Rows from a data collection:
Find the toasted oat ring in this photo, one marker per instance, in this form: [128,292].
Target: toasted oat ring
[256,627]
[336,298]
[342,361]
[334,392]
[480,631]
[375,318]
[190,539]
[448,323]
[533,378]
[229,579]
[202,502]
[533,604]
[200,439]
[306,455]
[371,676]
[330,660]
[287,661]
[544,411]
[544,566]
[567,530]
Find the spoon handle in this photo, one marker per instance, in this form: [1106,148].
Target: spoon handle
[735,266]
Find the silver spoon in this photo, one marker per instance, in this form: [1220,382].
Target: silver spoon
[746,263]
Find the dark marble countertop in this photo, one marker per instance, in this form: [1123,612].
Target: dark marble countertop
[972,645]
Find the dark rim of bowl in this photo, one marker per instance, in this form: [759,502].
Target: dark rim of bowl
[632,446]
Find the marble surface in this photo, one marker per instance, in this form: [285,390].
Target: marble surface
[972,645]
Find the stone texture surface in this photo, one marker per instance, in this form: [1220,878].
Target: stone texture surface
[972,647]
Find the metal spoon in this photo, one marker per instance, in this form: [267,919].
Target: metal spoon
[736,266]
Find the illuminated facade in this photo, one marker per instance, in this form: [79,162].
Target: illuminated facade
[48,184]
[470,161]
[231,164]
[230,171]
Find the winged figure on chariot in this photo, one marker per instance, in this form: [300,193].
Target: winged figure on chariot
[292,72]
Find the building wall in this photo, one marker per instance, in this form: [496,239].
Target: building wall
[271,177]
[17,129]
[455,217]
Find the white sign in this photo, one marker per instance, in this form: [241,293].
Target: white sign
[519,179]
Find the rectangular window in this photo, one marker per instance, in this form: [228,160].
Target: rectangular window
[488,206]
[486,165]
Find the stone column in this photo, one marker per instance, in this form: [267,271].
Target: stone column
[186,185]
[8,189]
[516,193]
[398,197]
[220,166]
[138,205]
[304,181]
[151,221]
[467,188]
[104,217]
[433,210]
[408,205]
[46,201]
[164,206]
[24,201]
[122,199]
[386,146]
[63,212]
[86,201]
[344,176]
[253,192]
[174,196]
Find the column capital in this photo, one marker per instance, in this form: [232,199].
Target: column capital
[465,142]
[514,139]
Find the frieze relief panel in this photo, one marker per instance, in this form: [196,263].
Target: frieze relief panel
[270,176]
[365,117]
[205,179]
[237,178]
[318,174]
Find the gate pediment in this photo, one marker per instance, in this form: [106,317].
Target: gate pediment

*What you are asked to do*. Please update the rows above by replacing each "one marker per instance" with "one point per instance". Leave everything else unchanged.

*Correct result*.
Find the toasted oat ring in this photo, one point per instance, in this form: [128,292].
Target: toasted oat ring
[256,627]
[336,298]
[342,361]
[334,392]
[480,631]
[375,318]
[190,539]
[448,323]
[533,378]
[229,579]
[202,502]
[533,604]
[200,439]
[306,455]
[371,676]
[330,660]
[287,661]
[544,411]
[544,566]
[567,530]
Find the spoon handle in this photo, one point per instance, in this form: [1106,148].
Target: spoon handle
[735,266]
Find the silver spoon in this photo, one point per instance, in this form: [1220,382].
Target: silver spoon
[746,263]
Find the dark marble countertop in this photo, one point per instance, in this form: [1123,612].
Target: dark marble countertop
[972,645]
Find the dark rim of bowl in this photo, one point per instance, in this form: [759,502].
Target: dark rim of bowl
[632,446]
Find the marble surface in this photo, one point per instance, in this form: [285,390].
Target: marble surface
[972,645]
Find the stone texture surface in this photo, one point per instance, in this form: [1220,878].
Target: stone texture surface
[972,647]
Find the metal spoon in this photo, one point per instance, in this form: [267,919].
Target: metal spoon
[736,266]
Find the illuminated facade in this photo, one point per instance, in this form: [79,162].
Target: illuminated facade
[48,184]
[470,161]
[231,164]
[230,171]
Find the winged figure on chariot in this photo, one point per instance, in this form: [300,193].
Target: winged figure on chariot
[292,72]
Find the building wall in this photo, one point per instance, in this form: [496,239].
Target: building wall
[271,177]
[17,129]
[455,217]
Find the white sign in this photo, one point per instance, in this form: [241,293].
Target: white sign
[519,179]
Find the rectangular window in this photo, one point per instance, in this form: [228,160].
Target: rectangular window
[488,206]
[486,165]
Find the stone column in this photo, one point per instance, in this form: [267,271].
Target: stone column
[186,185]
[8,189]
[516,193]
[398,197]
[220,166]
[138,205]
[304,181]
[151,221]
[467,188]
[104,217]
[433,210]
[408,205]
[46,201]
[164,206]
[24,201]
[122,199]
[386,146]
[63,212]
[86,201]
[344,176]
[253,192]
[174,196]
Find the column capital in this photo, one point per instance, in this form: [232,199].
Target: column capital
[465,142]
[514,139]
Find the frieze relief panel in this photo, one point per instance, in this form: [196,263].
Target: frieze relief panel
[270,176]
[365,117]
[205,179]
[237,178]
[318,174]
Find the gate pediment in this photo, one point per instance, in this form: [106,317].
Target: gate pediment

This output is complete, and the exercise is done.